» **Assignment 1**: In the PHP deserialization post, what does the deserialization process create when an object has __unserialize()?
» **Assignment 2**: Repeat the part of the PHP deserialization post starting at "I've intentionally said" and ending at "deserialization hooks fails.".

» **Given passage**:
Hi
Am 2025-09-08 23:14, schrieb Jakub Zelenka:
I understand your concern about the complexity but this can apply to
many
other parts in php-src. As I'm sure you know, this still wouldn't
likely to
be considered as a security issue.
I've intentionally said “security sensitive”. I believe the risk of
security issues for the unserializer is significantly higher than in
other parts of the language and I also believe that by keeping
complexity down it is both easier to verify correctness and also to fix
any bugs that crop up. From what I see __wakeup() and __unserialize()
work quite differently internally. When there's __unserialize(), the
deserialization process only creates an empty object shell (similarly to
newInstanceWithoutConstructor) and then calls __unserialize() at the
very end. For __wakeup() all the properties are filled directly and then
__wakeup() is called at the end. In both cases the destructor is skipped
for all following objects once one of the deserialization hooks fails.
For __wakeup() this has the interesting effect that in case of circular
structures, some objects may appear to already be properly initialized
(all the properties are there), but __wakeup() has not executed yet,
potentially making them unsafe to touch. In case of __unserialize() the
objects are clearly in a partially initialized state (e.g. properties
being uninit), which I'd claim is safer:
<?php
class A {
public $a;
public function __construct(public string $name)
{
}
public function __unserialize(array $data): void
{
$this->a = $data['a'];
$this->name = $data['name'];
echo "Waking up ", $this->name, PHP_EOL;
var_dump($this->a->name);
}
public function __wakeup(): void
{
echo "Waking up ", $this->name, PHP_EOL;
var_dump($this->a->name);
}
public function __destruct()
{
echo __METHOD__, PHP_EOL;
}
}
$a = new A('A');
$a->a = new A('B');
$a->a->a = new A('C');
$a->a->a->a = $a;
echo "Before", PHP_EOL;
var_dump(unserialize(serialize($a)));
echo "After", PHP_EOL;
In case of `__unserialize()` the unsafe access to `$this->a->name` will
throw, whereas in `__wakeup()` it will return `A`, despite `A` not being
fully available yet. Similarly skipping the destructor for an empty
object shell is safer than skipping the destructor for an object that
may appear usable.
Saying that “unserialize is not security-relevant because you must
only
feed it safe inputs” as an excuse to avoid making unserialize safer is
not helping anyone and is downplaying the risks involved in
unserialization.

» **Information provided**:
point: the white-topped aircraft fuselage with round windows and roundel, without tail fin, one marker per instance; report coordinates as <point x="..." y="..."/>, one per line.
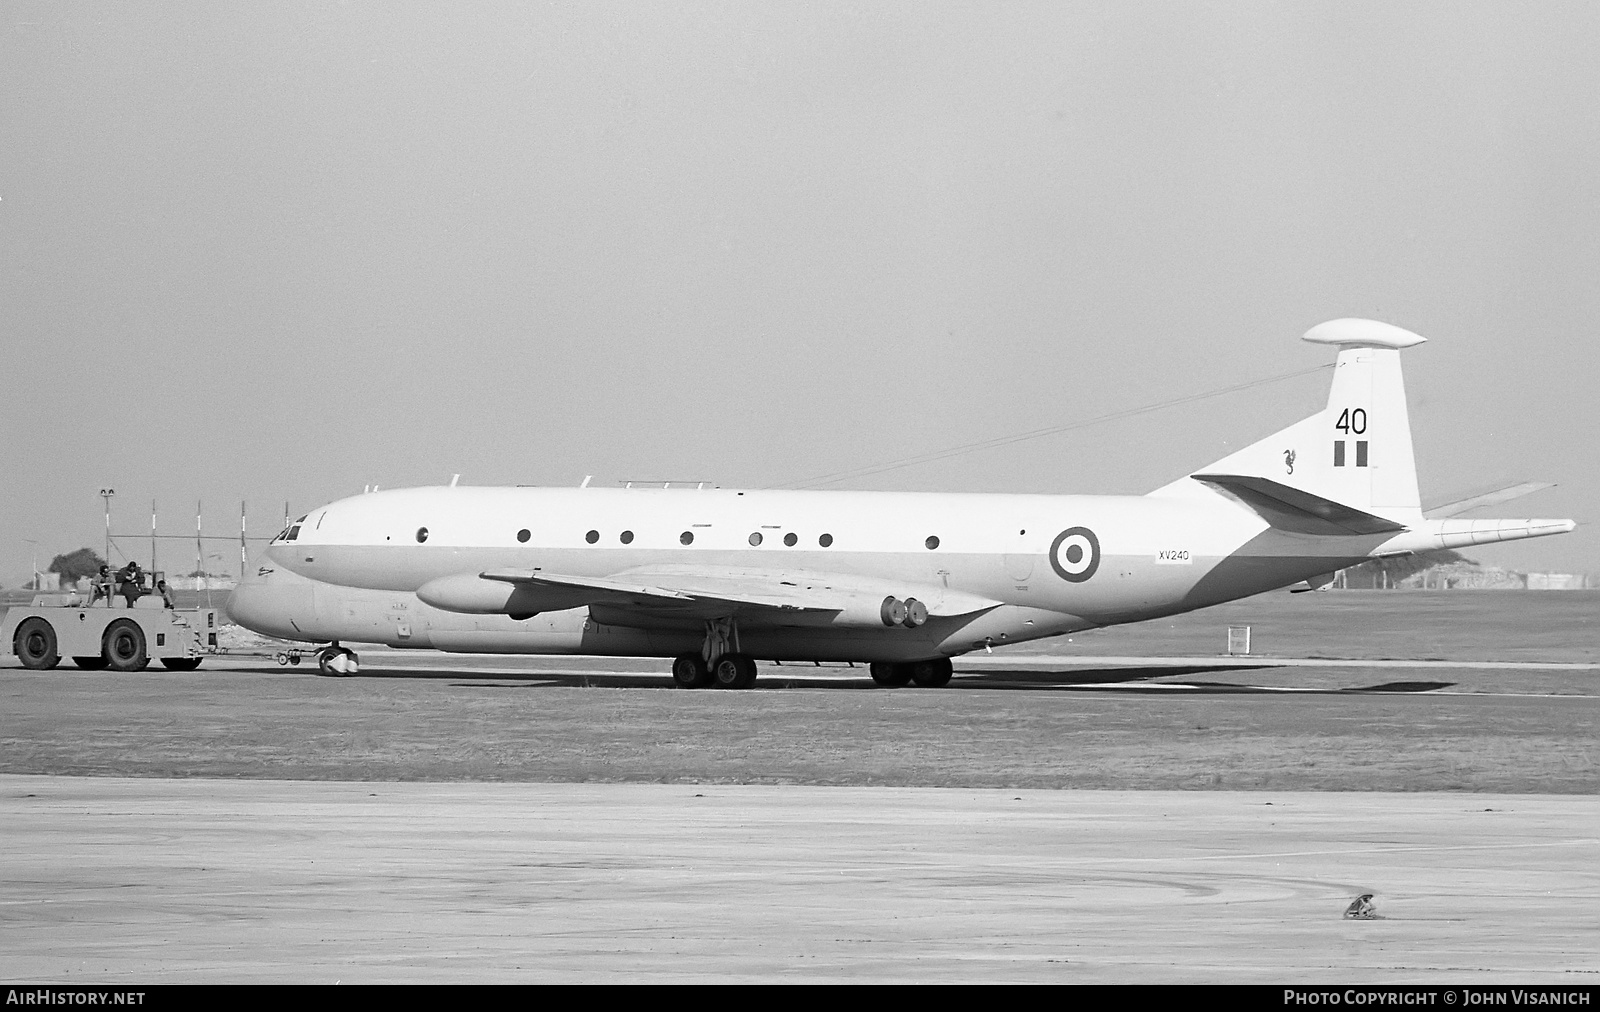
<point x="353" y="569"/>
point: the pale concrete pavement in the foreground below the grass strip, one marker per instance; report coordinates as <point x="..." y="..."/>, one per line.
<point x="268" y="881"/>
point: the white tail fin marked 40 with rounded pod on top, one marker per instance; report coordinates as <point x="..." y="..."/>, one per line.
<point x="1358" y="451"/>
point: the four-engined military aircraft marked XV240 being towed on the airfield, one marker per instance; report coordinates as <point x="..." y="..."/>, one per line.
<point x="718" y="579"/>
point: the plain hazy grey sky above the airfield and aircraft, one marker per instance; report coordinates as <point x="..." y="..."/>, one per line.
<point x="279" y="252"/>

---

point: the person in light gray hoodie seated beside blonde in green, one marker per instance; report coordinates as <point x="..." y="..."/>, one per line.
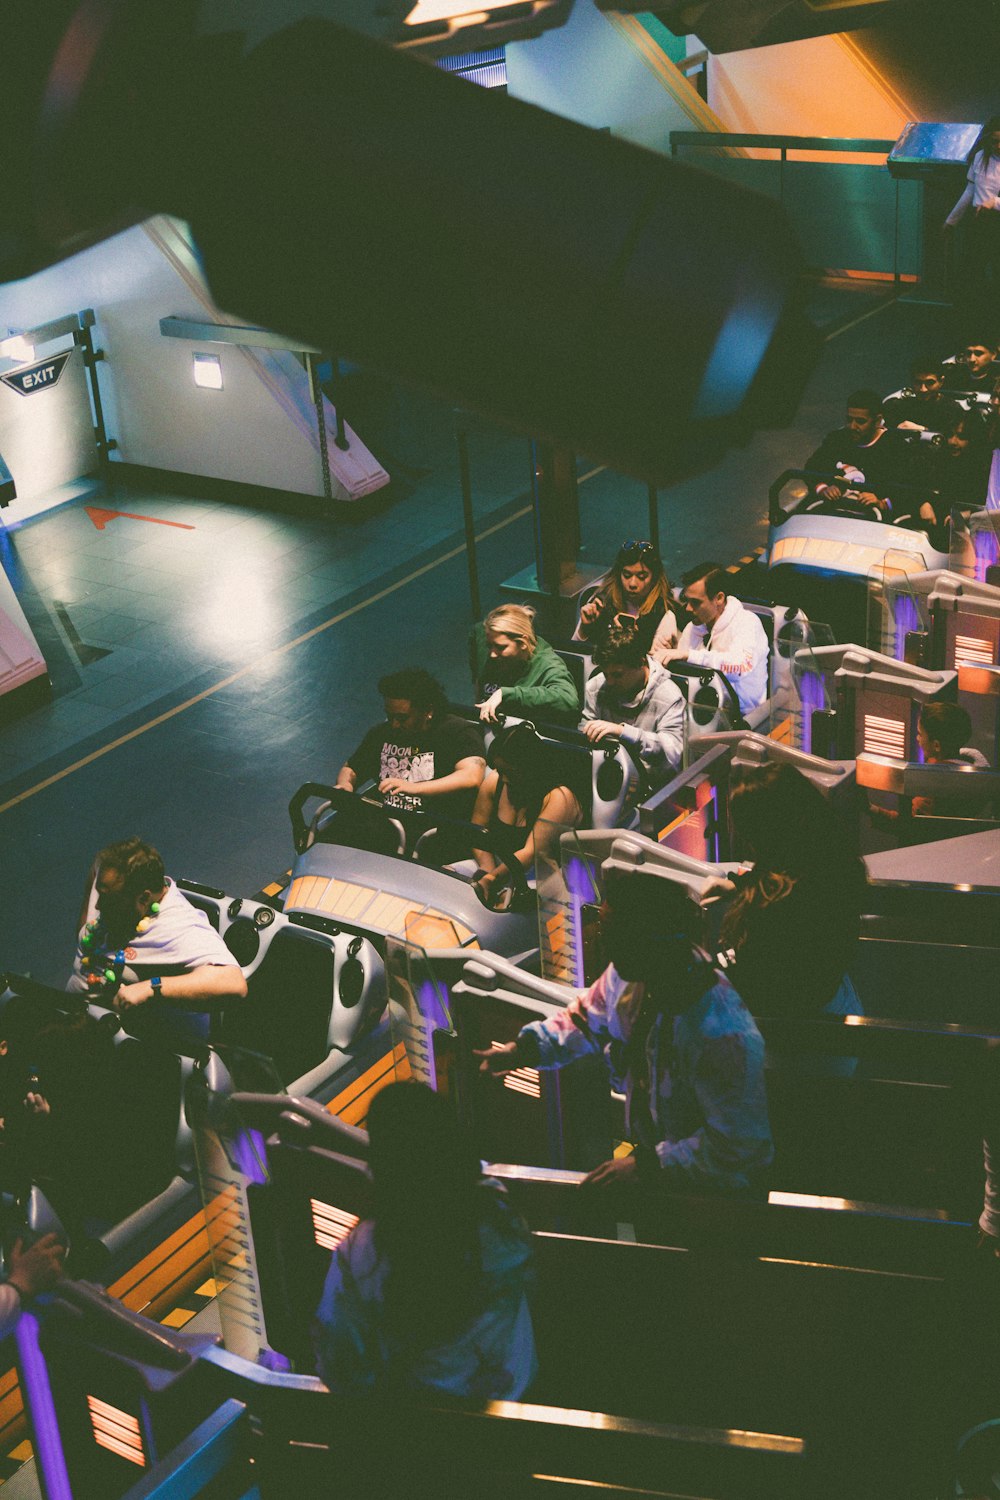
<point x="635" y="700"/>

* * *

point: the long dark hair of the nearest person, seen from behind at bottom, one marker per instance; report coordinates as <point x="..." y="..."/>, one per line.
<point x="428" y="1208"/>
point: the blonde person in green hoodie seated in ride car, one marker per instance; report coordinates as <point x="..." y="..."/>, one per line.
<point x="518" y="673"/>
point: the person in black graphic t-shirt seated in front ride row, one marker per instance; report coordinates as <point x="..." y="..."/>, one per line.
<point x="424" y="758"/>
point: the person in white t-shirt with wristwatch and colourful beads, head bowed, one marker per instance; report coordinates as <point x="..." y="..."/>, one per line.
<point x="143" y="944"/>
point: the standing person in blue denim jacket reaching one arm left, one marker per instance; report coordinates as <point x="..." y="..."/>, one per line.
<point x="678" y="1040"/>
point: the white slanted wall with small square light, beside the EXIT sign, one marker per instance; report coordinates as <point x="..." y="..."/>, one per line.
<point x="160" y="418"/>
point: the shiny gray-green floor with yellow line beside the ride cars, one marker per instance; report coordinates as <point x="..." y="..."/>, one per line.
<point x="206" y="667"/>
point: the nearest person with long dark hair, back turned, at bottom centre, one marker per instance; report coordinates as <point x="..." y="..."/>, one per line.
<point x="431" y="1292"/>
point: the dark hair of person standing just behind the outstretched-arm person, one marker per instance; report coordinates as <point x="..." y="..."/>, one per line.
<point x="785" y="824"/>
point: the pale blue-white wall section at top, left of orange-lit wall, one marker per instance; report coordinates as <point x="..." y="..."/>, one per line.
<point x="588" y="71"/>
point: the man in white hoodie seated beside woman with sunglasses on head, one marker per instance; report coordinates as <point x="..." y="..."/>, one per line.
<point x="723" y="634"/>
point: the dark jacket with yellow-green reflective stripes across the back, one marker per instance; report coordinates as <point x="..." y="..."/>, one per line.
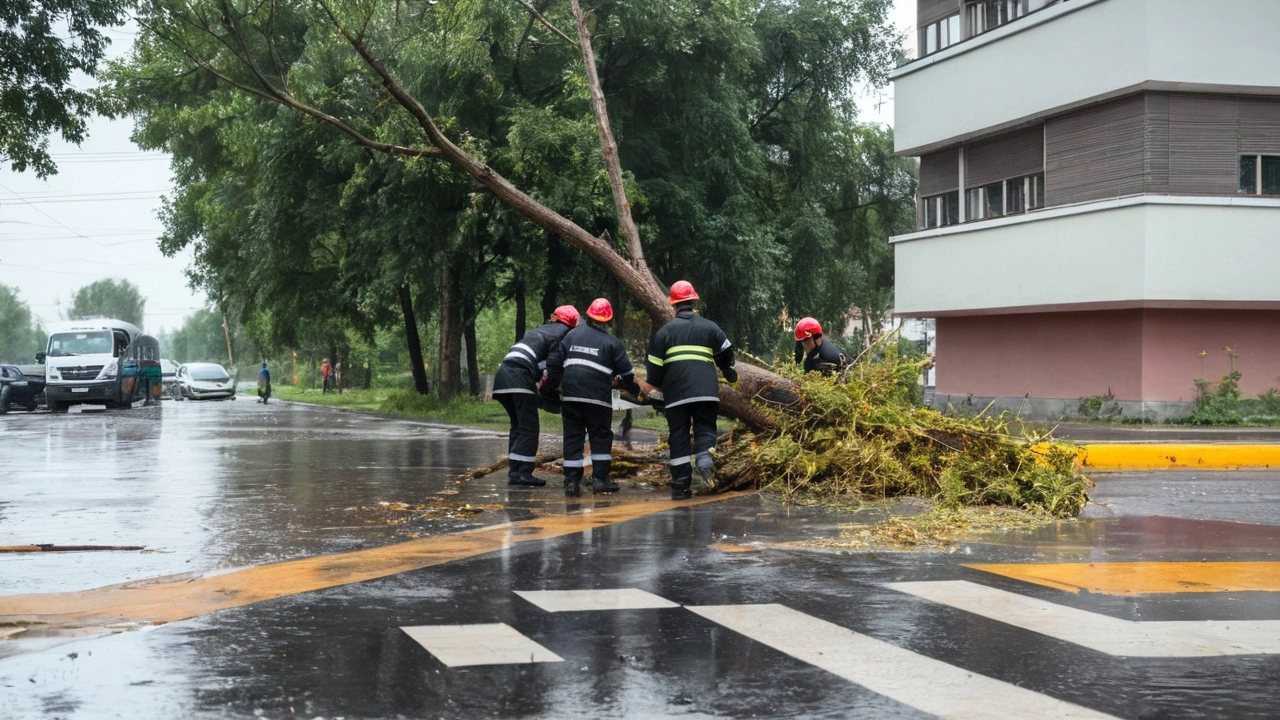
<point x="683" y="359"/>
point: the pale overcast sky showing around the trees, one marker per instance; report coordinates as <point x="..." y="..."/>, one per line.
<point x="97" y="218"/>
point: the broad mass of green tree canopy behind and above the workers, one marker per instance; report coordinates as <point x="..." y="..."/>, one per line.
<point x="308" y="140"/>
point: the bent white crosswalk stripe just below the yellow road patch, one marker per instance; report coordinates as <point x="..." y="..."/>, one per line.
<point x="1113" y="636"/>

» **Task response 1**: Only an empty object shell, similar to newInstanceWithoutConstructor, and then it calls __unserialize() at the very end.

» **Task response 2**:
I've intentionally said “security sensitive”. I believe the risk of
security issues for the unserializer is significantly higher than in
other parts of the language and I also believe that by keeping
complexity down it is both easier to verify correctness and also to fix
any bugs that crop up. From what I see __wakeup() and __unserialize()
work quite differently internally. When there's __unserialize(), the
deserialization process only creates an empty object shell (similarly to
newInstanceWithoutConstructor) and then calls __unserialize() at the
very end. For __wakeup() all the properties are filled directly and then
__wakeup() is called at the end. In both cases the destructor is skipped
for all following objects once one of the deserialization hooks fails.